(WHAT IS NEEDED) Write out the material word for word, beginning at its first line and stopping after the line that contains "171 88 L 173". Include both of those lines.

--- START OF RECORDS FOR THIS TASK ---

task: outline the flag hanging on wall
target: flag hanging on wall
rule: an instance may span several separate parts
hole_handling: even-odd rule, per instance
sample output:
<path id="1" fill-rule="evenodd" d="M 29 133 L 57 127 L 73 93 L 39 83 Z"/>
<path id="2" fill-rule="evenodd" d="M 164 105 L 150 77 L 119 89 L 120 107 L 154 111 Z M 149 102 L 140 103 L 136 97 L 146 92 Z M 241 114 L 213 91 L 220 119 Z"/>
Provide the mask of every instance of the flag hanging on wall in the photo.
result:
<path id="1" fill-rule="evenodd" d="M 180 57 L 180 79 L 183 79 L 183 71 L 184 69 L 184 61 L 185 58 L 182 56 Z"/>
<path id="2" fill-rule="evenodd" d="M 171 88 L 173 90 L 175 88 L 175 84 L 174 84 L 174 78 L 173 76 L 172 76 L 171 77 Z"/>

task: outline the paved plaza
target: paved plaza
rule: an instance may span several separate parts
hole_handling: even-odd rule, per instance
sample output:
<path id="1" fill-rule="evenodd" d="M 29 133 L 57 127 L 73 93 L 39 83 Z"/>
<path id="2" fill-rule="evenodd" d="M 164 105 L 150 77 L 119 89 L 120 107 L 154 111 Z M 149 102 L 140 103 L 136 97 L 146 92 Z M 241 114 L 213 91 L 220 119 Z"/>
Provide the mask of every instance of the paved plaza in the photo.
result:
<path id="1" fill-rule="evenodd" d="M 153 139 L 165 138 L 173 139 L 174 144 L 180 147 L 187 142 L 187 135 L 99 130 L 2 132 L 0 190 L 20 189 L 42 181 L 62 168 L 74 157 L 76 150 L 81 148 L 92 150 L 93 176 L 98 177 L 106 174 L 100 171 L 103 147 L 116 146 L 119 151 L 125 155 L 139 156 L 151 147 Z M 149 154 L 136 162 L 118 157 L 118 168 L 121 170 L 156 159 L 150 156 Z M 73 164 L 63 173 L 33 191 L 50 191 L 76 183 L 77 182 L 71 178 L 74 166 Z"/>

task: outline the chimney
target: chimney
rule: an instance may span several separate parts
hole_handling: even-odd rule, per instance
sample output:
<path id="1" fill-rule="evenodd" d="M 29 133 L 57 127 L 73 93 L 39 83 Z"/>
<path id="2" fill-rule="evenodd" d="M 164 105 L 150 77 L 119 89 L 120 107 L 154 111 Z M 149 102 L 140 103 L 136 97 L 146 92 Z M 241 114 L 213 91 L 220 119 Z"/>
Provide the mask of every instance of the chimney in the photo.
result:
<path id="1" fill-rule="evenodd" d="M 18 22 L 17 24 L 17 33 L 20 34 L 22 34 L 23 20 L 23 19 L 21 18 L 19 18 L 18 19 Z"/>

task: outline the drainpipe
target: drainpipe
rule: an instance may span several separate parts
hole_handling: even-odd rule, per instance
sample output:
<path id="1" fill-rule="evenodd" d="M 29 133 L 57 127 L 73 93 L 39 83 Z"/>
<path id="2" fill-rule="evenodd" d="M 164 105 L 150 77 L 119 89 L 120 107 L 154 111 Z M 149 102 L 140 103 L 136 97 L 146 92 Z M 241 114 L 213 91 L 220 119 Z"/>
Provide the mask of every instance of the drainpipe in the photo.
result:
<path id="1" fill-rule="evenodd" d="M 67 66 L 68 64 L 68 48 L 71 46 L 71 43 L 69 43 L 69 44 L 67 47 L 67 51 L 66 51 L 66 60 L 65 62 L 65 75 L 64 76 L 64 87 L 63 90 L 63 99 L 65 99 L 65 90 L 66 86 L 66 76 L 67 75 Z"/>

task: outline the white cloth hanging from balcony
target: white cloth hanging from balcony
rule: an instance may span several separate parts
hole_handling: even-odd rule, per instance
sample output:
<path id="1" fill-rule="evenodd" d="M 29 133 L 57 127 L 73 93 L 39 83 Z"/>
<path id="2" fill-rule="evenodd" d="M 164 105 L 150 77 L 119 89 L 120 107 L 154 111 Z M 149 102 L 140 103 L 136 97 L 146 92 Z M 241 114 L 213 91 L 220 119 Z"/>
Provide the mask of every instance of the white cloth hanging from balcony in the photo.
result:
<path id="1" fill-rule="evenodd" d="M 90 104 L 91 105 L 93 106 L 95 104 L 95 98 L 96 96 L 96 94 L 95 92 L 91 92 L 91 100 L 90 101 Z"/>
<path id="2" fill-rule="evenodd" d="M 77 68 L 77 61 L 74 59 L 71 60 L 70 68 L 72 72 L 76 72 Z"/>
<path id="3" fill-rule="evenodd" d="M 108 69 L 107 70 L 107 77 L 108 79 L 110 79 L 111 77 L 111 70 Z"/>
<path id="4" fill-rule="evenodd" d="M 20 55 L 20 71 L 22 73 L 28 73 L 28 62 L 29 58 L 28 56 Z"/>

--- END OF RECORDS FOR THIS TASK ---

(RESPONSE TO THE EXERCISE)
task: outline the flag hanging on wall
target: flag hanging on wall
rule: an instance may span several separate parts
hole_handling: even-odd rule, per instance
sample output:
<path id="1" fill-rule="evenodd" d="M 29 133 L 57 127 L 73 93 L 39 83 Z"/>
<path id="2" fill-rule="evenodd" d="M 164 105 L 150 77 L 119 89 L 120 107 L 154 111 Z M 149 102 L 140 103 L 136 97 L 146 92 Z M 241 114 L 213 91 L 220 119 Z"/>
Provide the mask of every instance of the flag hanging on wall in the photo.
result:
<path id="1" fill-rule="evenodd" d="M 180 57 L 180 79 L 183 79 L 183 71 L 184 69 L 184 61 L 185 58 L 182 56 Z"/>
<path id="2" fill-rule="evenodd" d="M 171 88 L 173 90 L 175 88 L 175 84 L 174 84 L 174 78 L 173 76 L 172 76 L 171 77 Z"/>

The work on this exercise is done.